┌──
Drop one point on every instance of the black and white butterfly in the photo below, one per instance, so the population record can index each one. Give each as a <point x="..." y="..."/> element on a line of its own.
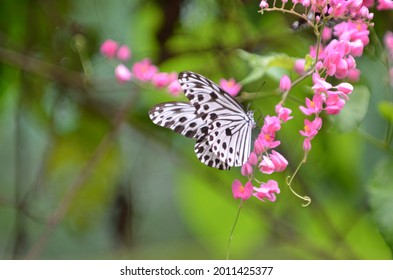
<point x="218" y="122"/>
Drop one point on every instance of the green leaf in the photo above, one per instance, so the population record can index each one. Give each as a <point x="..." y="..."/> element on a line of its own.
<point x="386" y="110"/>
<point x="354" y="111"/>
<point x="380" y="188"/>
<point x="274" y="65"/>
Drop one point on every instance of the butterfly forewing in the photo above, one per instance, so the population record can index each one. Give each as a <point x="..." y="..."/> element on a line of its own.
<point x="205" y="154"/>
<point x="229" y="130"/>
<point x="181" y="117"/>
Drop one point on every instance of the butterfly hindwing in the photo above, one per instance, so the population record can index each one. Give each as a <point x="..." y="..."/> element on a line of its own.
<point x="218" y="122"/>
<point x="230" y="127"/>
<point x="205" y="154"/>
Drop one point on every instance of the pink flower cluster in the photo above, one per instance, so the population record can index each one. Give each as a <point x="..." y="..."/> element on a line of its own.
<point x="337" y="57"/>
<point x="146" y="72"/>
<point x="142" y="71"/>
<point x="265" y="158"/>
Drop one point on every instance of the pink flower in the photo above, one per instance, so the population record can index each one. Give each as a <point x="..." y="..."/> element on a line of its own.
<point x="264" y="142"/>
<point x="311" y="127"/>
<point x="267" y="190"/>
<point x="285" y="83"/>
<point x="163" y="79"/>
<point x="275" y="162"/>
<point x="144" y="70"/>
<point x="314" y="106"/>
<point x="109" y="48"/>
<point x="345" y="88"/>
<point x="230" y="86"/>
<point x="122" y="74"/>
<point x="353" y="75"/>
<point x="326" y="34"/>
<point x="283" y="113"/>
<point x="266" y="166"/>
<point x="320" y="85"/>
<point x="263" y="4"/>
<point x="246" y="169"/>
<point x="174" y="88"/>
<point x="307" y="144"/>
<point x="271" y="125"/>
<point x="299" y="66"/>
<point x="253" y="159"/>
<point x="240" y="191"/>
<point x="124" y="53"/>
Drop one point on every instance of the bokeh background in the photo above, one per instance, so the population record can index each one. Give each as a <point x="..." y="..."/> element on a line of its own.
<point x="85" y="174"/>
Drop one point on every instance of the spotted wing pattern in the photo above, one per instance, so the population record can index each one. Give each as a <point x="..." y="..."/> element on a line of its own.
<point x="229" y="126"/>
<point x="181" y="117"/>
<point x="219" y="124"/>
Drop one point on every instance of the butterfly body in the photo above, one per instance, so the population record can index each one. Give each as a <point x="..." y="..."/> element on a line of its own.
<point x="218" y="122"/>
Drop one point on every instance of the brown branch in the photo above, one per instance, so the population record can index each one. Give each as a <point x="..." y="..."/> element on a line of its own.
<point x="60" y="212"/>
<point x="43" y="69"/>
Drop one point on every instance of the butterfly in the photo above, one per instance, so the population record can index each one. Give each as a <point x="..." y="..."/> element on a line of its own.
<point x="220" y="125"/>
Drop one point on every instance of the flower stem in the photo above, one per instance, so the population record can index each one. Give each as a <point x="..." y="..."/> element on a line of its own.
<point x="233" y="228"/>
<point x="289" y="182"/>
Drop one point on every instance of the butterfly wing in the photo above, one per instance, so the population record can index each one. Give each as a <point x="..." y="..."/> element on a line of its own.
<point x="181" y="117"/>
<point x="229" y="126"/>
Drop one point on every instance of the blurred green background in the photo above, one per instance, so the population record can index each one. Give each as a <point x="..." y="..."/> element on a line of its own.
<point x="85" y="174"/>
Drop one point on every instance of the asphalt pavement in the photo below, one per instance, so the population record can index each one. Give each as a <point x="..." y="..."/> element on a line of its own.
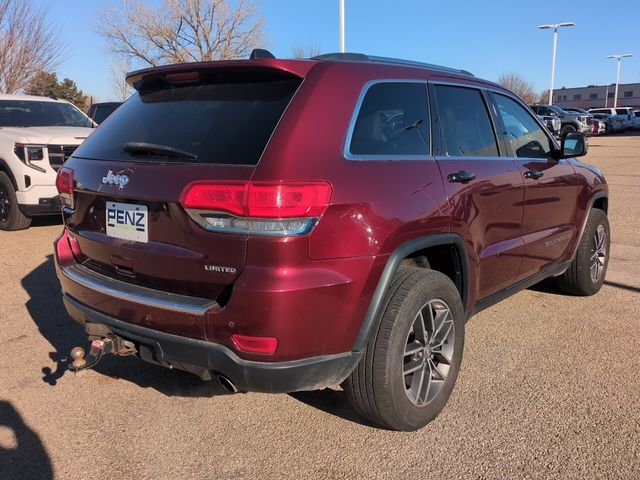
<point x="549" y="388"/>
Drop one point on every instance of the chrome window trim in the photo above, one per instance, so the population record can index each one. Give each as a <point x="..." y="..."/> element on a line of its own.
<point x="354" y="116"/>
<point x="134" y="293"/>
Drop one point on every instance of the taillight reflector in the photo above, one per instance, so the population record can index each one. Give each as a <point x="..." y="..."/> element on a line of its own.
<point x="64" y="184"/>
<point x="225" y="197"/>
<point x="259" y="200"/>
<point x="255" y="344"/>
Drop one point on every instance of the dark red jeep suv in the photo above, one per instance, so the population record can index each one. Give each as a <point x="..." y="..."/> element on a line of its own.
<point x="283" y="225"/>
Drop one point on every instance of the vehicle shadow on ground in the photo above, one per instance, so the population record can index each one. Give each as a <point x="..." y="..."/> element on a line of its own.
<point x="46" y="221"/>
<point x="333" y="402"/>
<point x="22" y="454"/>
<point x="54" y="324"/>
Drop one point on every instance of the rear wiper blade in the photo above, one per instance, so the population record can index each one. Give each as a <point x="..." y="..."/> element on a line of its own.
<point x="156" y="149"/>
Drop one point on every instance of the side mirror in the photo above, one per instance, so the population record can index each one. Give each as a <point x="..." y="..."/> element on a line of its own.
<point x="573" y="145"/>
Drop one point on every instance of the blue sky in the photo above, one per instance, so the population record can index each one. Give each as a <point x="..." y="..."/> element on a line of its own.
<point x="486" y="37"/>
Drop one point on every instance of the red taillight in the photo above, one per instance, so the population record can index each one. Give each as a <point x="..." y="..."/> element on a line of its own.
<point x="64" y="184"/>
<point x="260" y="200"/>
<point x="224" y="197"/>
<point x="287" y="200"/>
<point x="255" y="344"/>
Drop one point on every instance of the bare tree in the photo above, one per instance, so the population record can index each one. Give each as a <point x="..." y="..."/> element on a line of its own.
<point x="120" y="87"/>
<point x="519" y="85"/>
<point x="29" y="44"/>
<point x="308" y="50"/>
<point x="177" y="31"/>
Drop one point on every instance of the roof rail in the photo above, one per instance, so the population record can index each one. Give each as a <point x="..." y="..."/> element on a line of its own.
<point x="361" y="57"/>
└──
**The problem:** Could you return the listing above exactly, minus its pictures?

**Task output:**
Drop one point on every instance of the black and white butterfly in the photo below, one per instance, so the population record can index each one. Give each as a <point x="..." y="..."/> element on a line of its own.
<point x="218" y="122"/>
Drop one point on every instance of the green leaf in the photo above, one per instance, so the population record can index each one. Give each as a <point x="..." y="..."/> element on a line of its own.
<point x="386" y="110"/>
<point x="354" y="111"/>
<point x="380" y="188"/>
<point x="274" y="65"/>
Drop one point on every instance of the butterfly forewing in the photo above, one per instance, so the population record can index each one. Give each as a <point x="..." y="..."/> element on a line of its own.
<point x="205" y="154"/>
<point x="229" y="130"/>
<point x="181" y="117"/>
Drop one point on every instance of the butterfly hindwing in the photo above, one per instance, so the population record can index each one. Give each as a <point x="..." y="..."/> element on a line of its own.
<point x="218" y="122"/>
<point x="230" y="127"/>
<point x="205" y="154"/>
Drop one point on every instance of the pink flower cluster in the photo above, one per instance, so the population record can index each one. Give each as a <point x="..." y="..."/> element on a line of its own.
<point x="337" y="57"/>
<point x="146" y="72"/>
<point x="142" y="71"/>
<point x="265" y="158"/>
Drop one point on every instance of the pink flower in the photo above, one per instance, so the population record can index each one. Give each as a <point x="..." y="..."/> element on a line of its own.
<point x="264" y="142"/>
<point x="311" y="127"/>
<point x="267" y="190"/>
<point x="285" y="83"/>
<point x="163" y="79"/>
<point x="275" y="162"/>
<point x="144" y="70"/>
<point x="314" y="106"/>
<point x="109" y="48"/>
<point x="345" y="88"/>
<point x="230" y="86"/>
<point x="122" y="74"/>
<point x="353" y="75"/>
<point x="326" y="34"/>
<point x="283" y="113"/>
<point x="266" y="166"/>
<point x="320" y="85"/>
<point x="263" y="4"/>
<point x="246" y="169"/>
<point x="174" y="88"/>
<point x="307" y="144"/>
<point x="271" y="125"/>
<point x="299" y="66"/>
<point x="253" y="159"/>
<point x="240" y="191"/>
<point x="124" y="53"/>
Drop one point on every instance of the bokeh background in the photo above, one per instance, so the population record can index each one. Give each as a <point x="..." y="..."/> element on a line of its own.
<point x="85" y="174"/>
Drop one point on every instance of the spotted wing pattern in the photo above, one per instance, so the population record can index each one. Give each as a <point x="..." y="..."/> element on a line of its own.
<point x="229" y="126"/>
<point x="181" y="117"/>
<point x="219" y="124"/>
Drop one point on every instance of the butterfly body in the photo above, one per instance, so the population record can index each one. Give each as a <point x="..." y="..."/> element on a line of its own.
<point x="218" y="122"/>
Drop one point on every instance of the brown branch in the photo above, one per instance, so the population record can index each one. Give each as a <point x="..." y="..."/> element on a line of its own.
<point x="60" y="212"/>
<point x="43" y="69"/>
Drop one point on every instance of the butterfly in the photo above, one per instance, so the population record can index each one. Give each as a <point x="..." y="..."/> element on a line of its own.
<point x="220" y="125"/>
Drop one point on every instance of the flower stem in the photo above, one per instance, so the population record can index each one. Give each as a <point x="..." y="..."/> element on a line of its own.
<point x="233" y="228"/>
<point x="289" y="182"/>
Drop one point on every instance of the butterfly wing in the photo above, one per instance, so the population record can index each one. Give each as a <point x="..." y="..."/> element on a line of its own.
<point x="181" y="117"/>
<point x="229" y="126"/>
Drop one point on every instance of the blurred green background in the photo above, one per instance, so the population record can index each one. Give each as a <point x="..." y="..."/> element on a line of its own.
<point x="85" y="174"/>
Drop one point on every instance of the asphalt pavement in the photo below, one per instance, so the population record can index each one. Give each as a <point x="..." y="..."/> element on a line of its own.
<point x="549" y="388"/>
Drop one point on every instance of the chrome window trim in the photo above, one per instance, so the population record can index each one. Give each as a <point x="..." y="..."/> element on a line of its own.
<point x="354" y="116"/>
<point x="134" y="293"/>
Drop one point on every instance of the taillight reflector in the photo above, one per instance, so the population record can index each one. Give each as a <point x="..." y="..."/> element on a line of its own.
<point x="64" y="184"/>
<point x="225" y="197"/>
<point x="259" y="200"/>
<point x="255" y="344"/>
Drop one point on every instance of the dark red jeep suv in the photo above, one per instance, so the population record can index each one. Give each as a <point x="..." y="..."/> element on a line of its own.
<point x="283" y="225"/>
Drop one point on every instance of the vehicle shadow on ground in the photo above, one per instance, so the population record can index each one. Give each as a <point x="..." y="..."/> element on a line of its own.
<point x="46" y="221"/>
<point x="333" y="402"/>
<point x="22" y="454"/>
<point x="54" y="324"/>
Drop one point on every instance of the rear wiper blade in the photo above, one per instance, so the population record can index each one. Give each as a <point x="..." y="..."/> element on a line of its own.
<point x="156" y="149"/>
Drop one point on every instance of the side mirror in the photo above, one per instance, so the population record can index each one. Give each as a <point x="..." y="..."/> element on a line of its own.
<point x="573" y="145"/>
Drop one point on every instance of the blue sky in the photo above, one per instance, so the population record can index each one. Give each as a <point x="..." y="..."/> element on a line of its own.
<point x="486" y="37"/>
Drop one point on every instance of the red taillight in the photo above, one per instance, so the population record can index each one. Give each as a <point x="..." y="..."/> element on a line of its own.
<point x="64" y="184"/>
<point x="260" y="200"/>
<point x="224" y="197"/>
<point x="287" y="200"/>
<point x="255" y="344"/>
Drop one point on every instance of the bare tree in the photo above, one per instance, so the population record can index each one. Give each as a <point x="..." y="..."/> element on a line of its own.
<point x="120" y="87"/>
<point x="519" y="85"/>
<point x="29" y="44"/>
<point x="308" y="50"/>
<point x="177" y="31"/>
Drop one point on every instance of the roof rail in the photo above, one per instance, so the population record can index each one. Give each as a <point x="..." y="..."/> element on a line of its own.
<point x="361" y="57"/>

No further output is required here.